Find the string "signage" in the records. Copy each line that has it.

__Data shown__.
□ □ □ □ □ □ □
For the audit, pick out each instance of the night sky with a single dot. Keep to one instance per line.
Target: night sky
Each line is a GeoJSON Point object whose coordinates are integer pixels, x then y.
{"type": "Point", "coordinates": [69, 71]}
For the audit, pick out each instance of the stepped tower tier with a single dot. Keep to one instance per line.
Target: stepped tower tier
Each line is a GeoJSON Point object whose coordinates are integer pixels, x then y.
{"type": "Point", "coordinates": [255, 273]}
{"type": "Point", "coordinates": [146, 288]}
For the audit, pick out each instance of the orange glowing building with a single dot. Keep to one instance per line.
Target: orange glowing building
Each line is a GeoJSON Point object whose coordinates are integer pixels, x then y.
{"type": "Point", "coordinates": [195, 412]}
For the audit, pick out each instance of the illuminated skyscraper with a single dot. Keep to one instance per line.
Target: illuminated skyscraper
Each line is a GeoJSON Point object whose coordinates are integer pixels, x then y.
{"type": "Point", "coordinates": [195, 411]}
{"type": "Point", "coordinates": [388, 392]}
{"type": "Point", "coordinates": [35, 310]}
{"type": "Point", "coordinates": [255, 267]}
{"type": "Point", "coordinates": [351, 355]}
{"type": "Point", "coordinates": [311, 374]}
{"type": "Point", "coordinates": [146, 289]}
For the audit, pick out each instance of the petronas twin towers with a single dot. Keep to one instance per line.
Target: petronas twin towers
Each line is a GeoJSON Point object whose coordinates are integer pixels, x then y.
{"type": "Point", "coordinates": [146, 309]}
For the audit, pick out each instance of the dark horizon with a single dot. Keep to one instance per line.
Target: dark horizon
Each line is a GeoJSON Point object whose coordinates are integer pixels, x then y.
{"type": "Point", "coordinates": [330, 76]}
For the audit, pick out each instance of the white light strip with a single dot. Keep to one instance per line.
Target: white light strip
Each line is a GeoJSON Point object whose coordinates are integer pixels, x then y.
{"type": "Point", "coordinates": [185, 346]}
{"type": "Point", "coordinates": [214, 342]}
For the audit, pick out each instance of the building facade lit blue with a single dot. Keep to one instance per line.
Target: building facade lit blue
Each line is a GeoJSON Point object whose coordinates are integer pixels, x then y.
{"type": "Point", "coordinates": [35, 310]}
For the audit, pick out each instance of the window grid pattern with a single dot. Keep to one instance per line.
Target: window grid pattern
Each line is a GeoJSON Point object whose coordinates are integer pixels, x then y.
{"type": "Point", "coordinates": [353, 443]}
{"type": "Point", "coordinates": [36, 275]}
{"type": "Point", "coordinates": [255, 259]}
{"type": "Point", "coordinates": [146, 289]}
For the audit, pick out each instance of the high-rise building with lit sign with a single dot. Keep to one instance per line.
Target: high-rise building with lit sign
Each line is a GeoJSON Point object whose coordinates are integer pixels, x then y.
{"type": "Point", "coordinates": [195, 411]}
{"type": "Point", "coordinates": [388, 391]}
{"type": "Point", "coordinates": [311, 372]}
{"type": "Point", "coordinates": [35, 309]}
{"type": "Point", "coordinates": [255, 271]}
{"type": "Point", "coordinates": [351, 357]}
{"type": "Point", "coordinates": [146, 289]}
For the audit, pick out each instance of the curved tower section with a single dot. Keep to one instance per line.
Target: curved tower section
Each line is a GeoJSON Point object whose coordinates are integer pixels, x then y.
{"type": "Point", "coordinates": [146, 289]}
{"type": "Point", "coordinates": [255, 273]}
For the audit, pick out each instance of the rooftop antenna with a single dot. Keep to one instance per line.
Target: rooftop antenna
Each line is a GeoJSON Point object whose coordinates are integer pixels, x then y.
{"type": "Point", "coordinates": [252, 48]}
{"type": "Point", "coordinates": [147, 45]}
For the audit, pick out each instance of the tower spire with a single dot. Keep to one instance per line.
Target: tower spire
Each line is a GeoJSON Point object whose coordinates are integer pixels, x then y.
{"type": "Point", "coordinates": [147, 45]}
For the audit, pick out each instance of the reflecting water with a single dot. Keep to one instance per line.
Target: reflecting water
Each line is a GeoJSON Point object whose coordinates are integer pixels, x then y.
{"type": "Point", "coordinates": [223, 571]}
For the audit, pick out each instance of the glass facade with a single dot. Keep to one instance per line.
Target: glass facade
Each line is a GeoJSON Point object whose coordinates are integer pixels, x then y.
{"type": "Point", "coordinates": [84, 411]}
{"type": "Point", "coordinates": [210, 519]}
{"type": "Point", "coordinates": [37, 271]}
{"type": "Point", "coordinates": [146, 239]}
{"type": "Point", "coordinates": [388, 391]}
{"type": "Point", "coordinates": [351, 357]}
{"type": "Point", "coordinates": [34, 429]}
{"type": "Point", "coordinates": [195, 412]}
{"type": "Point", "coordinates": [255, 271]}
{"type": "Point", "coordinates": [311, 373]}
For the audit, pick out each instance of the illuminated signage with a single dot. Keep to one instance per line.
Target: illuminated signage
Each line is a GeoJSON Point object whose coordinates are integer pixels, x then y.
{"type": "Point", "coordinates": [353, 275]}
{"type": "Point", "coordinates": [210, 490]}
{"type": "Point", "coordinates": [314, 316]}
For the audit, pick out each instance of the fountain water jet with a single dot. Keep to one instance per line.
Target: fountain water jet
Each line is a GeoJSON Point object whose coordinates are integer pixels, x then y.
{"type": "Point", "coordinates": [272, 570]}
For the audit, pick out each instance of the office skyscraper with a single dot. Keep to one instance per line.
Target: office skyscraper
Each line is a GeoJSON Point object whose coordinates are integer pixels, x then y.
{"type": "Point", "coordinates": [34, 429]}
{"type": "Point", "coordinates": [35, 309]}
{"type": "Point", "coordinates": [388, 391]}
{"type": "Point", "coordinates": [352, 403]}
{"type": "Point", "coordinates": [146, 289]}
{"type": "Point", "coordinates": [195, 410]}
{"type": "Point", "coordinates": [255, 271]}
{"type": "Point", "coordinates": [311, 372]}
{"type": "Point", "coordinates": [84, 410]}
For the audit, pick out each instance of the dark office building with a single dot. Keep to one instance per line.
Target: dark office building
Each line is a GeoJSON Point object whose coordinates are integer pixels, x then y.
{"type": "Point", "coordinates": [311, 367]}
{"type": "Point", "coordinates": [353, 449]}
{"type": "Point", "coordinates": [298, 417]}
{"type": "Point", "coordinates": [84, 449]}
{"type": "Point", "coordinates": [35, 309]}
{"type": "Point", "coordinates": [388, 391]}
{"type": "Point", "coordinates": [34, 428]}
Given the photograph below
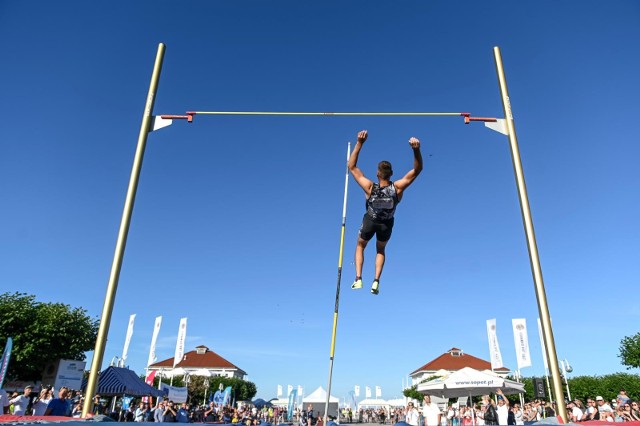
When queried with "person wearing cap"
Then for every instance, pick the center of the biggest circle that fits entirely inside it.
(430, 412)
(412, 416)
(382, 199)
(575, 412)
(604, 409)
(21, 402)
(622, 398)
(59, 406)
(42, 401)
(591, 412)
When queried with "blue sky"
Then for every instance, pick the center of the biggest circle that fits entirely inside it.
(237, 220)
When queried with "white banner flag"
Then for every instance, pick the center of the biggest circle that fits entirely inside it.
□ □ □ □ □ □ □
__Solution__.
For the audit, pick out each instance of the illuminated signage with a single dot. Keep to one instance per line.
Target: illuminated signage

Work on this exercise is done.